* BRIEF 1: In the mailing list thread, what native QEMU binary does STR-20 propose using instead of qemu-system-i386?
* BRIEF 2: In the records, swap "crop-scouting log" for "field survey log" in the lines between the one holding "of the power" and the one holding "[(641, 1004)]", inclusive, and return only those lines.

* ARTICLE:
Hi Alex,
Thank you for doing this. I am looking forward to STR-20, I have been wanting a clean-up in that area for years. Also STR-19 is well worded and looks mostly fine. I only have a comment on the last statement:
QEMU should also be able to act as the stub setup to pass IOREQ events to a separate vhost-user daemon as a stepping stone to a future Xen aware vhost-user stub program.
Xen can actually have multiple IOREQ servers running for the same domain. Given that the code for receiving IOREQs is minimal and easily portable, it would be better to make any other daemon a proper IOREQ server talking to Xen directly, rather than having to go via QEMU. The architecture would look cleaner and would lead to far better performance, removing a step in the hot path. In other words I think the vhost-user daemon should be run as its own IOREQ server.
On Wed, 4 Nov 2020, Alex Bennée via Stratos-dev wrote:
Hi Stefano,
I've re-written STR-19 (https://projects.linaro.org/browse/STR-19) now I have a hopefully better understanding of the relationship between IOREQ backends and how QEMU is launched with Xen. I see this approach as a stop-gap for testing additional virtio devices. Eventually we need to specify a new card for a Xen aware vhost-user launching stub that will link our hypervisor agnostic user-space daemons to the Xen specific virtio instance. I think we can hold off on that until we have a better idea of the sort of interface Xen and other type-1's need to provide for them.
I've also raised STR-20 (https://projects.linaro.org/browse/STR-20) to cover the work to fix up the current build and allow for using a leaner native qemu-system-aarch64 to be used instead of qemu-system-i386 and it's additional baggage. I have patches in train for that which I'll post soon.
Could you have a look over both for any obvious snafus?
-- Alex Bennée -- Stratos-dev mailing list Stratos-dev@op-lists.linaro.org https://op-lists.linaro.org/mailman/listinfo/stratos-dev
Stefano Stabellini stefano.stabellini@xilinx.com writes:
Hi Alex,
Thank you for doing this. I am looking forward to STR-20, I have been wanting a clean-up in that area for years. Also STR-19 is well worded and looks mostly fine. I only have a comment on the last statement:
QEMU should also be able to act as the stub setup to pass IOREQ events to a separate vhost-user daemon as a stepping stone to a future Xen aware vhost-user stub program.
Xen can actually have multiple IOREQ servers running for the same domain. Given that the code for receiving IOREQs is minimal and easily portable, it would be better to make any other daemon a proper IOREQ server talking to Xen directly, rather than having to go via QEMU.
The intention is to enable testing of the existing virtio daemons (for example virtio-gpu) where was can translate an IOREQ message and forward a vhost-user event to the daemon. I'm not expecting it to be the final performance orientated solution.
The architecture would look cleaner and would lead to far better performance, removing a step in the hot path. In other words I think the vhost-user daemon should be run as its own IOREQ server.
Well this is where we may need to consider supporting another message format from Xen. Remember the individual daemons are attempting to be hypervisor agnostic with a minimal shim dealing with the specifics of setting up on each hypervisor. That said maybe terminating IOREQ and vhost-user messages isn't that tricky or maybe another message stream makes more sense (vfio user messages?). I haven't dug into the differences yet but I suspect there is a fair degree of commonality given the problem domain.

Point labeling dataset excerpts
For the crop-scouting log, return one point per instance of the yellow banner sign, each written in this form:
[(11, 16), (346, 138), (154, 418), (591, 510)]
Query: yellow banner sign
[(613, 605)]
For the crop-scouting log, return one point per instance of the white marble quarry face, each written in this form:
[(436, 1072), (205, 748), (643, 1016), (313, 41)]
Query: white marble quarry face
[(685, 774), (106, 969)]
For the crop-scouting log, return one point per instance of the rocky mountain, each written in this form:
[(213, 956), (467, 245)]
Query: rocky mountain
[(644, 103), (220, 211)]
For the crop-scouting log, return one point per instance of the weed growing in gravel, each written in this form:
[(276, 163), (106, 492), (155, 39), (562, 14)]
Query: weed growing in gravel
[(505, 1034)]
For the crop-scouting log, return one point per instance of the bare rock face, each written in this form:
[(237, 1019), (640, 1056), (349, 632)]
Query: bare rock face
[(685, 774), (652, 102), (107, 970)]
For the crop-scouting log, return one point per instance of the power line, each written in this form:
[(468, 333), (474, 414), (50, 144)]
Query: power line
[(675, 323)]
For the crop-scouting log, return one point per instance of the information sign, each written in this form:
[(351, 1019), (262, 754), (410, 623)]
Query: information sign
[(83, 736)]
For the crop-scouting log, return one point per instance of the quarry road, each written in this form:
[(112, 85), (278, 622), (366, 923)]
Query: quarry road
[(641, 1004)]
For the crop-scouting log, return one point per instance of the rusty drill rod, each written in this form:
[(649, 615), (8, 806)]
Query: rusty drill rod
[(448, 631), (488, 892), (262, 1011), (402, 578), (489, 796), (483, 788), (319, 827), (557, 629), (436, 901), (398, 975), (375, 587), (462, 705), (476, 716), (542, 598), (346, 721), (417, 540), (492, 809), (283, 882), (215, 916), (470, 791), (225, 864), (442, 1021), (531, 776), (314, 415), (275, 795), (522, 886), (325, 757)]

* COMPLETE RESPONSE 1: A leaner native qemu-system-aarch64.

* COMPLETE RESPONSE 2:
For the field survey log, return one point per instance of the power line, each written in this form:
[(468, 333), (474, 414), (50, 144)]
Query: power line
[(675, 323)]
For the field survey log, return one point per instance of the information sign, each written in this form:
[(351, 1019), (262, 754), (410, 623)]
Query: information sign
[(83, 736)]
For the field survey log, return one point per instance of the quarry road, each written in this form:
[(112, 85), (278, 622), (366, 923)]
Query: quarry road
[(641, 1004)]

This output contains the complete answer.